Text excerpt:
========

Re: count(DISTINCT) in flink SQL

Vinod Mehra Wed, 29 May 2019 17:19:29 -0700

Another interesting thing is that if I add DISTINCT in the 2nd query it
doesn't complain. But because of the inner-select it is a no-op because the
inner select is doing the deduping:


SELECT

    CONCAT_WS(

      '-',

      CAST(MONTH(row_datetime) AS VARCHAR),

      CAST(YEAR(row_datetime) AS VARCHAR),

      CAST(user_id AS VARCHAR)

    ),

    COUNT(*DISTINCT*(event_id)) AS event_count -- note the DISTINCT keyword
here. Flink doesn't barf for this.

FROM (

    SELECT

        user_id,

        event_id,

        maxtimestamp(longToDateTime(rowtime)) as row_datetime

    FROM event_foo

    GROUP BY event_id, user_id

)

GROUP BY user_id, MONTH(row_datetime), YEAR(row_datetime)

========

Coordinate annotation entries
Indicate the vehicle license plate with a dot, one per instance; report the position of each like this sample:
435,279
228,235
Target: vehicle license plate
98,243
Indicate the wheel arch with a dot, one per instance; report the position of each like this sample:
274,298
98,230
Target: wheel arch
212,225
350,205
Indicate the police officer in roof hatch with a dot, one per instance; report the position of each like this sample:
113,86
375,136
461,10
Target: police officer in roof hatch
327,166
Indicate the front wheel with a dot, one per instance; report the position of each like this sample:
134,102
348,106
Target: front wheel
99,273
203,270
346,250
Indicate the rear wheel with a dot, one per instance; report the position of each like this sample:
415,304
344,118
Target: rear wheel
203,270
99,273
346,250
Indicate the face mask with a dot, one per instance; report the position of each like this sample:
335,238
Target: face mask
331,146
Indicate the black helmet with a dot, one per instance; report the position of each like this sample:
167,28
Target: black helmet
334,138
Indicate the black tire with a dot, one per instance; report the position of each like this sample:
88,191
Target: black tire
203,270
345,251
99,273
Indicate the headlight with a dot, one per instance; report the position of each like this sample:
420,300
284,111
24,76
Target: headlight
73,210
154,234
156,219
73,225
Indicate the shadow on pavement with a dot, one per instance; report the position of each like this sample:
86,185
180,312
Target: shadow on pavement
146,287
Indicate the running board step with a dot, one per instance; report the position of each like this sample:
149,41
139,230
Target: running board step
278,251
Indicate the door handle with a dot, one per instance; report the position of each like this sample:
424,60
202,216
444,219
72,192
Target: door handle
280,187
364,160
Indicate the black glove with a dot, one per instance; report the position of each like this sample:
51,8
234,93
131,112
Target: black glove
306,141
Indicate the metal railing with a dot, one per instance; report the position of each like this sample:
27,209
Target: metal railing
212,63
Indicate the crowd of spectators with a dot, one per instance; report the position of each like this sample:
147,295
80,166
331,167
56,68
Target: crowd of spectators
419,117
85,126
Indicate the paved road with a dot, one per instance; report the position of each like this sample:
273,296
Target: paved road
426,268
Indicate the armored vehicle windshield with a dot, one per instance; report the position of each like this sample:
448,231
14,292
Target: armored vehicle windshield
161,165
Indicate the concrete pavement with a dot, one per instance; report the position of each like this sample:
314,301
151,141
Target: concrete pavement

========

Required actions:
**a.** In the forum message, why is adding DISTINCT to the second query a no-op?
**b.** Copy the forum message word for word from "maxtimestamp(longToDateTime(rowtime)) as row_datetime" to "user_id, MONTH(row_datetime), YEAR(row_datetime)".
Rely only on the forum message, not the entries, for these.

Expected answers:
**a.** The inner select is already doing the deduping.

**b.**
maxtimestamp(longToDateTime(rowtime)) as row_datetime

    FROM event_foo

    GROUP BY event_id, user_id

)

GROUP BY user_id, MONTH(row_datetime), YEAR(row_datetime)